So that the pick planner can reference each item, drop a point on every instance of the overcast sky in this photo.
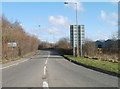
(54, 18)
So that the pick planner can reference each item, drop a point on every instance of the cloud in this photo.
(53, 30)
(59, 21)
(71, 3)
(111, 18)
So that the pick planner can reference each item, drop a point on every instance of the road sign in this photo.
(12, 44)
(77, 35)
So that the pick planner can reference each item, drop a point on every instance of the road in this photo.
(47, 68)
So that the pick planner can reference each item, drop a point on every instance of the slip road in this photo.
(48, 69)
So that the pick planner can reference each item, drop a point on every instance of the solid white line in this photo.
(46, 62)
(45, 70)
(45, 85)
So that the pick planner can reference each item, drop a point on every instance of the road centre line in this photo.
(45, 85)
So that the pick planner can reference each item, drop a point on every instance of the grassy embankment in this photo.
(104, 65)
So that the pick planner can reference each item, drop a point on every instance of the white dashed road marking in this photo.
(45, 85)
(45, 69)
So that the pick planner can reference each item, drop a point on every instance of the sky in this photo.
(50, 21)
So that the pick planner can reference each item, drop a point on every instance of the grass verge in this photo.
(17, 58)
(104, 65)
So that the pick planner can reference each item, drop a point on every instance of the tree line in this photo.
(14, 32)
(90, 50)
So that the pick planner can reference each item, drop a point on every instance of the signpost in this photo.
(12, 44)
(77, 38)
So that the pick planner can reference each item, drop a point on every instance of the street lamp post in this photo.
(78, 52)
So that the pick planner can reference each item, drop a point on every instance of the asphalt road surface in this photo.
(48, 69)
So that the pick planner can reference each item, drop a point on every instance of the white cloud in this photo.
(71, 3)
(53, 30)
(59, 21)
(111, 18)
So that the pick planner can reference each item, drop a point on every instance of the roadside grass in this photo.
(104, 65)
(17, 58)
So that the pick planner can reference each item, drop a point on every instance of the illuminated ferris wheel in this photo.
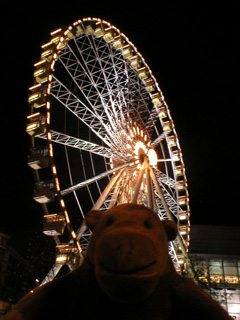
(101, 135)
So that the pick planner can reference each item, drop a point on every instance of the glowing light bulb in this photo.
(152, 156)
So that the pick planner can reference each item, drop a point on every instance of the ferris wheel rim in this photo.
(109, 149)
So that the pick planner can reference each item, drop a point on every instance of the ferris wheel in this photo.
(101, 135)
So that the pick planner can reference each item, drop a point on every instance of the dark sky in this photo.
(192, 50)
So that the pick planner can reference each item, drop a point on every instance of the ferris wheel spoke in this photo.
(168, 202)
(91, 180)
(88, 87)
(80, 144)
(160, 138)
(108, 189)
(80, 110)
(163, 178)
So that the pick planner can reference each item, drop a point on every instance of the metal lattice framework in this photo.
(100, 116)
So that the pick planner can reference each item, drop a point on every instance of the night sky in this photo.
********************
> [Task brief]: Rewrite the entries above with "pick planner" changed to "grasp planner" everywhere and everything else kept the same. Omit the pictures from your output.

> [The result]:
So that the grasp planner can reference each item, drop a point on every instance of the overcast sky in this photo.
(54, 18)
So that the grasp planner can reference each item, drop a point on every instance of the cloud in this photo.
(53, 30)
(59, 21)
(71, 3)
(111, 18)
So that the grasp planner can reference each item, drop a point on every instance of the road sign in this photo.
(12, 44)
(77, 35)
So that the grasp planner can reference each item, drop a point on every instance of the road in this photo.
(47, 68)
So that the grasp planner can reference each item, drop a point on every instance of the slip road in this photo.
(48, 69)
So that the grasp planner can reference each item, drop a point on every instance of the solid white line in this photo.
(46, 62)
(45, 70)
(45, 85)
So that the grasp planner can reference each item, drop a point on every instance of the road centre line in this photo.
(45, 85)
So that the grasp planner can reference each item, drop a point on every instance of the grassy embankment in this photo.
(104, 65)
So that the grasp planner can reference each item, drop a point on every instance of the white dashed road marking in this photo.
(45, 85)
(45, 69)
So that the grasp planner can reference each item, drop a point on every instance of the sky in this photo.
(50, 21)
So that the grasp planner can reference each item, drop a point on every instance of the grass verge in this photo.
(17, 58)
(104, 65)
So that the grasp planner can reference each item, drop a point on every instance of the tree line in this photo.
(14, 32)
(90, 50)
So that the grasp planner can reference each item, drop a point on every instance of the signpost in this photo.
(12, 44)
(77, 38)
So that the grasp planner can reference each item, drop a point on every instance of the street lamp post in this photo.
(78, 52)
So that the grasp planner can reference each item, drop a point on every instance of the asphalt road surface in this photo.
(48, 69)
So that the grasp planner can reference each item, drop a point on every instance of the white cloud in this photo.
(71, 3)
(53, 30)
(59, 21)
(111, 18)
So that the grasp planner can reference each item, drop a point on every instance of the roadside grass in this photo.
(104, 65)
(17, 58)
So that the grasp planner can reference each item, drop a point on every instance of the illuminated ferris wheel in this photo.
(101, 135)
So that the grasp planner can reference each item, drop a point on every instance of the glowing light bulb in this photo.
(152, 156)
So that the grasp planner can reference each item, drop a point on every instance of the ferris wheel rim in this photo.
(109, 149)
So that the grasp planner can reference each item, drop a point on every instance of the ferris wheel in this photo.
(101, 135)
So that the grasp planner can reference each item, drop a point on every instance of the dark sky in this photo.
(192, 50)
So that the grasp planner can reference each item, drop a point on every instance of the ferris wheel spoke in this photo.
(168, 202)
(91, 180)
(88, 87)
(80, 144)
(160, 138)
(108, 189)
(80, 110)
(163, 178)
So that the grasp planner can reference each item, drop a point on every instance of the metal lattice framework in this photo.
(100, 116)
So that the grasp planner can reference each item, drop a point on every instance of the night sky in this photo.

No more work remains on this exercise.